### Extrahierter Text
============

Sony WH-1000XM4 im Test
Quelle CHIP: 16.09.2020 18:15 FREDERIK NIEMEYER
Toller Sound, exzellentes Noise Cancelling, hoher Tragekomfort: Sonys neuer ANC-Bügelkopfhörer WH-1000XM4 überzeugt uns im Test mit einer tollen Leistung. Gegenüber dem Vorgänger hat Sony den Sound etwas verbessert und einige praktische neue Features hinzugefügt. Das Noise Cancelling ist noch etwas effektiver als beim bereits sehr starken Vorgänger, auch die Akkulaufzeit bewegt sich auf einem sehr guten Niveau. Für einen hohen Einführungspreis von 380 Euro lässt Sony wenige Wünsche offen. Allenfalls den Audio-Codec aptX könnten einige Hifi-Fans auf der Feature-Liste vermissen.
SOUNDQUALITÄT: Sehr gut (1,0)
NOISE CANCELLING: Sehr gut (1,0)
KOMFORT+AUSSTATTUNG: Sehr gut (1,0)
MOBILITÄT: Sehr gut (1,2)
TELEFONIE: Sehr gut (1,3)

============

### Datenauszüge
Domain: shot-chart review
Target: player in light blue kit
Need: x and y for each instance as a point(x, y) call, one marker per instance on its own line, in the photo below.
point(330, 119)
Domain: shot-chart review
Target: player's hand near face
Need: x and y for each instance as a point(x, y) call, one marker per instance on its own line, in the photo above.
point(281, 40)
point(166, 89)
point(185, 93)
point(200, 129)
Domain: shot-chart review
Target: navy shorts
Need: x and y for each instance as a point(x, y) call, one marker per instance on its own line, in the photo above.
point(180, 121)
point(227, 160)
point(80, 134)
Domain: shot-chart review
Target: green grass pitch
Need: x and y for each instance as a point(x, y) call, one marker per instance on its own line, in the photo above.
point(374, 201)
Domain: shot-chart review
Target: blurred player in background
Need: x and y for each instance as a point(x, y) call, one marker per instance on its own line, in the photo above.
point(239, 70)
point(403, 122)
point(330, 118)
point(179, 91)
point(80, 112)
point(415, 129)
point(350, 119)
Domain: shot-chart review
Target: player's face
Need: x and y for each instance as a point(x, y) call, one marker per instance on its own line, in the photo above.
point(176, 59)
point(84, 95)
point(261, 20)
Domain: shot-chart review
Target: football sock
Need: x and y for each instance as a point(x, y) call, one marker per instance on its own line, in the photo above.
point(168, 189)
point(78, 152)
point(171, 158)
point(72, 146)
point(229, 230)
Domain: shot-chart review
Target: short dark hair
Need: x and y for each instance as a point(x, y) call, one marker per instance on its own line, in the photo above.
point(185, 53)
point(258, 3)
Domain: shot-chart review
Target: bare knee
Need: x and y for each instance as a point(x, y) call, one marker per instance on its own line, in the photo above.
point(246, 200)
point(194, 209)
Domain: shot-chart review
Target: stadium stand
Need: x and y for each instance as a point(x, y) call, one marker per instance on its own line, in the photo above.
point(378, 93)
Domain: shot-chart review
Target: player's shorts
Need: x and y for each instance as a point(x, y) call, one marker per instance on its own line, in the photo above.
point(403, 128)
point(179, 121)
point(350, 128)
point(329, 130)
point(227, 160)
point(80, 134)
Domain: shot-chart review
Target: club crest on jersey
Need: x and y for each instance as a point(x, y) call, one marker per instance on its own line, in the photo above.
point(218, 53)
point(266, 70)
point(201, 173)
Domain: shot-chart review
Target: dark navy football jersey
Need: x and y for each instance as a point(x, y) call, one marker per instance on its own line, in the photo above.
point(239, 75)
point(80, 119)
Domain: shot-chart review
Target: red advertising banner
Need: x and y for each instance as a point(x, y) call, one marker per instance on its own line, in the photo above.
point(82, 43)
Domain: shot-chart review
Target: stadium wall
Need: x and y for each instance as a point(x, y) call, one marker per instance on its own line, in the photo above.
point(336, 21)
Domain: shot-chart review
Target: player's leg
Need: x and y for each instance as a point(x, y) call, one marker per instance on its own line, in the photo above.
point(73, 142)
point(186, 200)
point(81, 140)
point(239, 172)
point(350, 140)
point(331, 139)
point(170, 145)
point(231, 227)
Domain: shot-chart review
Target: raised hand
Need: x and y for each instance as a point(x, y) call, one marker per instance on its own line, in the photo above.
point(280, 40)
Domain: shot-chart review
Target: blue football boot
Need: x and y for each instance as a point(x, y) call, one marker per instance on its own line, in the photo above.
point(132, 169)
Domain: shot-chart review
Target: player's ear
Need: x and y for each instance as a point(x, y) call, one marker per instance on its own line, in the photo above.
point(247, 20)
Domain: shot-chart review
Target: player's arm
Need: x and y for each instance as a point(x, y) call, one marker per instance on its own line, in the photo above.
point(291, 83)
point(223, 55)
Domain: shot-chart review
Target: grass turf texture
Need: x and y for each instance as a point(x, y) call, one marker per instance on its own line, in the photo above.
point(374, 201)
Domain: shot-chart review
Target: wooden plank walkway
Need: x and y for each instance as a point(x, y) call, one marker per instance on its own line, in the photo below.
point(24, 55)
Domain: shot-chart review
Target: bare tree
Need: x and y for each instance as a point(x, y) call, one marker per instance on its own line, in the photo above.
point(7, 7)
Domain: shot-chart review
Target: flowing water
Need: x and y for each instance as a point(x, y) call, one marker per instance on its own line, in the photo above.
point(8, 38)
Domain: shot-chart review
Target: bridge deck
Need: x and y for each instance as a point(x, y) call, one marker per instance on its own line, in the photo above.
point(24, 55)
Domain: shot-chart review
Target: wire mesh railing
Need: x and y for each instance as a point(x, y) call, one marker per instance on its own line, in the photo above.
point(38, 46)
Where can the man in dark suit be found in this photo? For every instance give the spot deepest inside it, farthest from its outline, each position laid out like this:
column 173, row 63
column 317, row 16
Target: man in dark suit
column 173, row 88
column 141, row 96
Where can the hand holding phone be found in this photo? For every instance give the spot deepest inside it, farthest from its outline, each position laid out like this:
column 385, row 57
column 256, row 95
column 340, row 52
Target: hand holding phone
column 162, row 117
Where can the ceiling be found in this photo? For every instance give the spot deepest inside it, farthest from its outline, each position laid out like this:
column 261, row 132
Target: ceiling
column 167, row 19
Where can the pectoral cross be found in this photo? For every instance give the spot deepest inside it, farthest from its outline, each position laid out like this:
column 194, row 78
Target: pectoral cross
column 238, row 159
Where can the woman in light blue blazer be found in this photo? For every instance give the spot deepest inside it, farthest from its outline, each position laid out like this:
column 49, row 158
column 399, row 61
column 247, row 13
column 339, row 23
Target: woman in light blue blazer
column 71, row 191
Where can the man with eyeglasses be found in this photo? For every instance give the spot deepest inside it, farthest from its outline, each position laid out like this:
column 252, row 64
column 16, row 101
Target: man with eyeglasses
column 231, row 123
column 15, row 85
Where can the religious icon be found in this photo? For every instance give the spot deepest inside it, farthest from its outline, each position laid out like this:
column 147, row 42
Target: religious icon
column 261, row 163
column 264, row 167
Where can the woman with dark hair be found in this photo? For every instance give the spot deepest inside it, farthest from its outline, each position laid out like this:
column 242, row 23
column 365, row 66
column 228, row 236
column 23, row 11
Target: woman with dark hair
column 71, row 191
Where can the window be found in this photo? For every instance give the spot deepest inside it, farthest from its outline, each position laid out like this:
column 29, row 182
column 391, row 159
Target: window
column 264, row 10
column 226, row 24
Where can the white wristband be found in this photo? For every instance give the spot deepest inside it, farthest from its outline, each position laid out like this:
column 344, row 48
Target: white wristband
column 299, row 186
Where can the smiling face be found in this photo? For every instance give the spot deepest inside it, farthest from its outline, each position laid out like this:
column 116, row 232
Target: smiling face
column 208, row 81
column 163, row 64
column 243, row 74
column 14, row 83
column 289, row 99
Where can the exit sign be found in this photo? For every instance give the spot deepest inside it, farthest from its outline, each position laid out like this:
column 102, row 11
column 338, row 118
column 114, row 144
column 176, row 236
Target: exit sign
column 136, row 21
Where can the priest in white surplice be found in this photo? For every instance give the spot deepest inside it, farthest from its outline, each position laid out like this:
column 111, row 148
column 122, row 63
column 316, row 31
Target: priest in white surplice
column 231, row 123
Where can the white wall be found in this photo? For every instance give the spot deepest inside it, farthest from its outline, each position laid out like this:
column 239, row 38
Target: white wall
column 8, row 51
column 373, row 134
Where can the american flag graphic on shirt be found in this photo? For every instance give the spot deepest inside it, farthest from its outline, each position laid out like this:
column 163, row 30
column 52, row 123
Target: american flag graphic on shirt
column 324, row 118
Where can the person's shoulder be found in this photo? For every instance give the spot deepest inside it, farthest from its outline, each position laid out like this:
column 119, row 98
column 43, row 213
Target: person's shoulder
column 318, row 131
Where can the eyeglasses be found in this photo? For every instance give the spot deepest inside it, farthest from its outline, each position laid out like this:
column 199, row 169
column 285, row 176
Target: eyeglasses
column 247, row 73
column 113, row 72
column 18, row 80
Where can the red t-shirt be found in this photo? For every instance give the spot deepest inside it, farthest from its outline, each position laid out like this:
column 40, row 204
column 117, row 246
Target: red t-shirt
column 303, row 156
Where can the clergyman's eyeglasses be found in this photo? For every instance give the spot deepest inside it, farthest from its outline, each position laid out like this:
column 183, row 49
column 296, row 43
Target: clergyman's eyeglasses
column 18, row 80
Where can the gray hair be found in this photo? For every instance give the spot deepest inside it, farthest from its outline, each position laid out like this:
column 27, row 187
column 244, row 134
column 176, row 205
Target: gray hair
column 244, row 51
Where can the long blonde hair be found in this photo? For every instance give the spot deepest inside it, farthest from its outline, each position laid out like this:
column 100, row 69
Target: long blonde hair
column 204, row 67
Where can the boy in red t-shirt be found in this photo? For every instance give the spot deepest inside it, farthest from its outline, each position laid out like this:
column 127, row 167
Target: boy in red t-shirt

============

Welchen Audio-Codec könnten laut dem Testbericht zum Sony WH-1000XM4 einige Hifi-Fans auf der Feature-Liste vermissen?

Den Audio-Codec aptX.